● Task
In the article about the cookie baker below, list each thing Fox noticed about the kitchen at Tabor Presbyterian Church.

● Extract to read
Working from the kitchen at Tabor Presbyterian Church, Leanne Fox makes carefully crafted cookies from recipes she’s been perfecting for years. It’s a dream she’s had forever, Fox said, and with a lot of organization, practice and perseverance, it has finally come true.
Why Tabor? “I found out my kitchen couldn’t pass inspection because I have cats,” she said. Fox is a member of the church, and she noticed there was never a cat around in that kitchen, and that it was perfectly laid out, sparkling clean and—best of all—had three ovens. She approached the church with an offer. She’d oversee the space, becoming an inspected commercial kitchen if they’d let her use it early mornings for the dozens of molasses, chocolate chip and other cookies she bakes on a busy day. She accomplished the small improvements in April and started Fox Hollow Baking Company.
In summer she often starts at 5, beating the sunrise, avoiding the heat of the day and returning home to get Henry, 10 and Beatrix, 8, who occupy themselves with books and music while she finishes up. Besides keeping her company, they serve as her tasters, and they have helped her perfect a couple of her recipes.

● Excerpted data
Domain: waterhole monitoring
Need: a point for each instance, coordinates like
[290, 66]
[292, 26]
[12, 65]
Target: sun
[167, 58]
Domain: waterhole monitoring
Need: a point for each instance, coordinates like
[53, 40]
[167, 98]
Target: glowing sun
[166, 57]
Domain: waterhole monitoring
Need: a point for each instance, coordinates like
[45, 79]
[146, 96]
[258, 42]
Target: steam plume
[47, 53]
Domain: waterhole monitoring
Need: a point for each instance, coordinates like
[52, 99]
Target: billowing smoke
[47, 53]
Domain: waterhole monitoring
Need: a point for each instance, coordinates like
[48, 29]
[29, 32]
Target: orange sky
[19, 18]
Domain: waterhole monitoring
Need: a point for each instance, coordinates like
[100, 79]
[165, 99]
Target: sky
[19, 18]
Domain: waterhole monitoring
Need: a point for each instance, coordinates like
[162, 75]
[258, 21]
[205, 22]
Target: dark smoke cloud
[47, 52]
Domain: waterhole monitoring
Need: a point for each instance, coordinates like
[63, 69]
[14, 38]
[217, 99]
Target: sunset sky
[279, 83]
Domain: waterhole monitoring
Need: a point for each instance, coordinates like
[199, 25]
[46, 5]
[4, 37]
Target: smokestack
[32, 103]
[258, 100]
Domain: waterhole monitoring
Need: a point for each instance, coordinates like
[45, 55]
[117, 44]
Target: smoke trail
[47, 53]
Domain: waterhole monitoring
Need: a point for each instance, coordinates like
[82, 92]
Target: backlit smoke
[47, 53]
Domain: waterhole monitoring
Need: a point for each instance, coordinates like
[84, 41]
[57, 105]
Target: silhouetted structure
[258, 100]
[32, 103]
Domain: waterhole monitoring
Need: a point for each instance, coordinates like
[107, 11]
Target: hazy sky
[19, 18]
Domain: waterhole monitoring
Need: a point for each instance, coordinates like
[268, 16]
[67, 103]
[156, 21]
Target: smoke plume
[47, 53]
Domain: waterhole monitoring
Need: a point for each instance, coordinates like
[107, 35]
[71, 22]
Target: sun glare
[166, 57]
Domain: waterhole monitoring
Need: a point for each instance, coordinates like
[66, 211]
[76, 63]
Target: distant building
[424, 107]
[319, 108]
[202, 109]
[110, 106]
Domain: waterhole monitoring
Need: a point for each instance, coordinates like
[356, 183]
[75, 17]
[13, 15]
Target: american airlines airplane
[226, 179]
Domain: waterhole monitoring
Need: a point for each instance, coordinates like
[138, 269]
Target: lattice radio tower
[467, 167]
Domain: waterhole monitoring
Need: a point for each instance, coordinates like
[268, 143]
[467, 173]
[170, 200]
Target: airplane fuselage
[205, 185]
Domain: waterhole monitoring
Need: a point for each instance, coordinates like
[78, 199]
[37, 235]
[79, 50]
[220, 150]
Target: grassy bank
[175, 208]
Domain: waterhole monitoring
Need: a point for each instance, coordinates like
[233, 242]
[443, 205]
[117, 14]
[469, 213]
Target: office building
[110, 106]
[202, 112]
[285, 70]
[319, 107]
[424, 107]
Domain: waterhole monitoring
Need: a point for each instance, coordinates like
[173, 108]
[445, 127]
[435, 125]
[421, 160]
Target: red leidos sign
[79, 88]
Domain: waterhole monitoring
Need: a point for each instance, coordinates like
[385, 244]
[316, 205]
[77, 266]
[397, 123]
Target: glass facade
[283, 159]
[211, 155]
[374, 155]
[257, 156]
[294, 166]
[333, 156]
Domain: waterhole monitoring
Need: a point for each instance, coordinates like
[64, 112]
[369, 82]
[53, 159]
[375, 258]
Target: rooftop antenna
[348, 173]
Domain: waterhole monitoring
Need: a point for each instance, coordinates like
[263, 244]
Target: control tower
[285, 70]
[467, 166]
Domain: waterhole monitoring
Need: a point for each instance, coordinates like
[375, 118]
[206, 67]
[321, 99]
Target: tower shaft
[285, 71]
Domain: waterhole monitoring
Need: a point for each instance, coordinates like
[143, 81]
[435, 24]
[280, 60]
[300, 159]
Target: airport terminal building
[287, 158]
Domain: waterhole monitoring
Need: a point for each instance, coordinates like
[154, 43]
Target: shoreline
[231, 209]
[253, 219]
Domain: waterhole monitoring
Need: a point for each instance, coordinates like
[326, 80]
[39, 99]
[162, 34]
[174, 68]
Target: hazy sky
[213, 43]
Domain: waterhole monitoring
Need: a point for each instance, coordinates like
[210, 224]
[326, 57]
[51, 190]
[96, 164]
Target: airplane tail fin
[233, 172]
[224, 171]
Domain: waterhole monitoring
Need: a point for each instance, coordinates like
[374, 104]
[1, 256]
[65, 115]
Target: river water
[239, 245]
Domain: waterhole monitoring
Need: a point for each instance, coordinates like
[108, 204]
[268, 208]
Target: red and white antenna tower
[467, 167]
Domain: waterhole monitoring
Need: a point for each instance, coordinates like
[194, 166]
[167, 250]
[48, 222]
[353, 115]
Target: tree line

● Worked solution
- There was never a cat around in it.
- It was perfectly laid out.
- It was sparkling clean.
- It had three ovens.